Selected passage:
/---
A new stock market tactic, but is it legal? Paul Rosenzweig talks about a new way to manage a software bug on Lawfare:
Now we have a new paradigm—one that attempts to monetize the bug and establish its fair market value. Andrea Peterson reports on a new use of the stock market. A security research firm called MedSec recently found a flaw in the implantable heart device manufactured by St. Jude Medical. Rather than alerting St. Jude so they could fix it, or trying to sell it to them, MedSec took a different tack. It gave knowledge of the flaw to Muddy Waters Research, a hedge fund. Muddy Waters, in turn, took a short position on St. Jude stock (betting it would go down) and then released a report, based on MedSec research, that publicly disclosed the alleged flaws. The stock duly dropped, Muddy made a profit (nobody is saying how much) and gave a cut of the profit to MedSec.
While people who put in the time to discover real software bugs should receive some sort of compensation, this still makes me a little ill. Worse yet, Paul notes that no one has been able to reproduce the reported problem, and if this remains true, the SEC should come down hard on both the MedSec and Muddy Waters for market manipulation.
\---
Exercise objective: Continue the piece on MedSec, Muddy Waters and the St. Jude heart device flaw from its last sentence.

Data extracts:
/---
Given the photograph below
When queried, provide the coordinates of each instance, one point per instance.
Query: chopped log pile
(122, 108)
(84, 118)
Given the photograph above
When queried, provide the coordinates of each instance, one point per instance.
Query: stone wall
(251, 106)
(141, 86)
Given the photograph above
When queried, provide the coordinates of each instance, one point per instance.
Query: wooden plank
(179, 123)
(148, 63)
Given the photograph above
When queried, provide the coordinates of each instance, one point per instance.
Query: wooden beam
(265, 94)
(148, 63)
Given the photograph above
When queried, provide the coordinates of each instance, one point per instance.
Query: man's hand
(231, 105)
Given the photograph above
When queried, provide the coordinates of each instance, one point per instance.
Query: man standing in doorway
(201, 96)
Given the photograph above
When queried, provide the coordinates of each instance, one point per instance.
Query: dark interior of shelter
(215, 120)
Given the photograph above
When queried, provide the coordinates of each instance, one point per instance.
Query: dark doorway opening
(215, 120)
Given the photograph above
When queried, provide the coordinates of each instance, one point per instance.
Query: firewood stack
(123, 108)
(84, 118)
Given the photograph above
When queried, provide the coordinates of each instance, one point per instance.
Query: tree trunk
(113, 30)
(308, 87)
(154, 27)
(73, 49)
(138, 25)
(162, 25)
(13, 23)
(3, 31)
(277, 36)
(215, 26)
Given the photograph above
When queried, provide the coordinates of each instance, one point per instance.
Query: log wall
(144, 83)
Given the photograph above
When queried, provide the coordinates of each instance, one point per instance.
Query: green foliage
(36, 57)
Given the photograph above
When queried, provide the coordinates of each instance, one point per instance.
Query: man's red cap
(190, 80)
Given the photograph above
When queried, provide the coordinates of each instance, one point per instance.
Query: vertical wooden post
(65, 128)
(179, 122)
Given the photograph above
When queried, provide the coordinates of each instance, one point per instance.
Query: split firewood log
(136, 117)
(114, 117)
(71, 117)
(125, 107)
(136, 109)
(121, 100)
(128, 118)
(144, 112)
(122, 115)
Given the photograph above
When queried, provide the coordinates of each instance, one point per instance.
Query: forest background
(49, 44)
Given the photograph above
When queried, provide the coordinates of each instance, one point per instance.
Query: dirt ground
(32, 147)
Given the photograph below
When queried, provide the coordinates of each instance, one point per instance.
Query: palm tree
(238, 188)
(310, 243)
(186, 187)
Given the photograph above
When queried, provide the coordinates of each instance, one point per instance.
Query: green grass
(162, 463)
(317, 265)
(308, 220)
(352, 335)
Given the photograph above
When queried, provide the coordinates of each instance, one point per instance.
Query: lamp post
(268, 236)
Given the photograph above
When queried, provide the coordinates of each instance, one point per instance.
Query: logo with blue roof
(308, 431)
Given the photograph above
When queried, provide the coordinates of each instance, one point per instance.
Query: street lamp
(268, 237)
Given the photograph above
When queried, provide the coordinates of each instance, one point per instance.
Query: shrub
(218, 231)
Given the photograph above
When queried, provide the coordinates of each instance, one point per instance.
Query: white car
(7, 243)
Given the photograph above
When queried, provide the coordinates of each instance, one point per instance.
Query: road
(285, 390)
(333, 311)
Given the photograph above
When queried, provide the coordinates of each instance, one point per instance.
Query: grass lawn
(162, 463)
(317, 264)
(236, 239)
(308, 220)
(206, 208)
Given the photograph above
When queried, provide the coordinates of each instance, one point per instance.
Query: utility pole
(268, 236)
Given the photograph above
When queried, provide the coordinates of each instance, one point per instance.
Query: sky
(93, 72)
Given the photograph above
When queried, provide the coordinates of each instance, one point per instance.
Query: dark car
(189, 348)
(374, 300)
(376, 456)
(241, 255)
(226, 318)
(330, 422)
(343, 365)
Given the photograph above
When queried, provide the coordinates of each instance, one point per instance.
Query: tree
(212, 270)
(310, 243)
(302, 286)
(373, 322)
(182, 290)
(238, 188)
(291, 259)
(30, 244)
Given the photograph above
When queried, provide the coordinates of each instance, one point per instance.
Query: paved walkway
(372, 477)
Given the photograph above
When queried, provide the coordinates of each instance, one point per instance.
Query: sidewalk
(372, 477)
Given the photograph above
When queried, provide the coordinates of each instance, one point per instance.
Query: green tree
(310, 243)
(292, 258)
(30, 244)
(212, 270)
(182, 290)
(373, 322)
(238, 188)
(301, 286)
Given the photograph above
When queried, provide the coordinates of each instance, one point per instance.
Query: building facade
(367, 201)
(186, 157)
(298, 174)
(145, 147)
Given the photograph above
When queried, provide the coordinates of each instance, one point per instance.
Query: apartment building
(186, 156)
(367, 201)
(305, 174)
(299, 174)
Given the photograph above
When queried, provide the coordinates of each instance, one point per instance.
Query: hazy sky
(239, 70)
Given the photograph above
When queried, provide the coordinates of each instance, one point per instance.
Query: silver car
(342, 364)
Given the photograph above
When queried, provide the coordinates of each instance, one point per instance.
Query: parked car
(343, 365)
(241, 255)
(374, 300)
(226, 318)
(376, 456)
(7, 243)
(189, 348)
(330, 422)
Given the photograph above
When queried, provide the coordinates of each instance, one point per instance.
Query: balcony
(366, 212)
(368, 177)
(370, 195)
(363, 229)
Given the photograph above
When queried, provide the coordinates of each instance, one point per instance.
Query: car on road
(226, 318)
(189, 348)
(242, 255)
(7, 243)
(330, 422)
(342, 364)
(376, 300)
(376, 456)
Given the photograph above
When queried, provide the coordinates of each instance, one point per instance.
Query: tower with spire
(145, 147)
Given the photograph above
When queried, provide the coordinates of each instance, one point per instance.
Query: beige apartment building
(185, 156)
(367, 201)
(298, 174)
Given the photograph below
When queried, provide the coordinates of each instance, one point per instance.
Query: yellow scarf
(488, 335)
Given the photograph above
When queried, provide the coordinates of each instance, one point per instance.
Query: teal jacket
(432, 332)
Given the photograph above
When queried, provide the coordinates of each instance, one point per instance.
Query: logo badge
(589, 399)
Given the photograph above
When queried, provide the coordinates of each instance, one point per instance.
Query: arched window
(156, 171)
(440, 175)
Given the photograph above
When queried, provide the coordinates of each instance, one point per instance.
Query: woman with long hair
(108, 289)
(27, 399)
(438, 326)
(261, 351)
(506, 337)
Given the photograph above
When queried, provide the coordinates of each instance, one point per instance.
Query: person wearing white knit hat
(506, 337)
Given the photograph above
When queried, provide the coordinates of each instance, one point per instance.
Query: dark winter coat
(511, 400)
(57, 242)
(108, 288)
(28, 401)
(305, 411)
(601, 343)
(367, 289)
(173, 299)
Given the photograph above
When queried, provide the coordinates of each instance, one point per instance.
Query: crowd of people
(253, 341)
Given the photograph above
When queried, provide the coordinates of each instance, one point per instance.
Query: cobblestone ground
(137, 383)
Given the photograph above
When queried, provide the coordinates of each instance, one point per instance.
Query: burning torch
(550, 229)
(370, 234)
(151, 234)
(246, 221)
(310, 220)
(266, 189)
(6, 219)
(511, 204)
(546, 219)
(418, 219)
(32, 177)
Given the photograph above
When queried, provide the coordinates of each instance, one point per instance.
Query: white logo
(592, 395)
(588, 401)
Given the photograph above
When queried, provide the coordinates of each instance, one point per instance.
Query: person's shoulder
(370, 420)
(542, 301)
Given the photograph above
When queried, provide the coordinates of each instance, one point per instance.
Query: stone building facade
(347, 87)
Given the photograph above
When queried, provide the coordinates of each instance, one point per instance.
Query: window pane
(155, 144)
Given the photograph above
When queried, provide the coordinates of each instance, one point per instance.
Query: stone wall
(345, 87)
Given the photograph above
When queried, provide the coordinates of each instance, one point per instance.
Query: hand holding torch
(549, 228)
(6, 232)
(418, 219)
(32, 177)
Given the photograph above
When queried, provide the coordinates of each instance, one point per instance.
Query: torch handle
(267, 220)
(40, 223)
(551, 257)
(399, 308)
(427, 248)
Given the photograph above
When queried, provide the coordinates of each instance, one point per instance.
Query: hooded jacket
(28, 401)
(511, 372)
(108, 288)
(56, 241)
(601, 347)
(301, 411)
\---
Result for this exercise:
I see this as part and parcel of the necessary confusion of the private and technology sectors. In this case, the urge to profit from a technology mistake is permitted, probably unethically if not legally, to come to fruition.
But, since we’re talking about medical technology, what is the special ethical responsibility of MedSec to report the problem? What if a patient dies because someone delayed reporting a bug until they had arranged to profit from the predicted stock market behavior? Is that on the hacker, on the investment firm taking the position, or on some other party?
Can merely forbidding this actually or legally work? Or is it really on the medical device firms to get their shit together and create working hardware and software? Or is the technology just too damn hard? Or do they not care because the stock price doesn’t affect the company that has issued the stock all that much?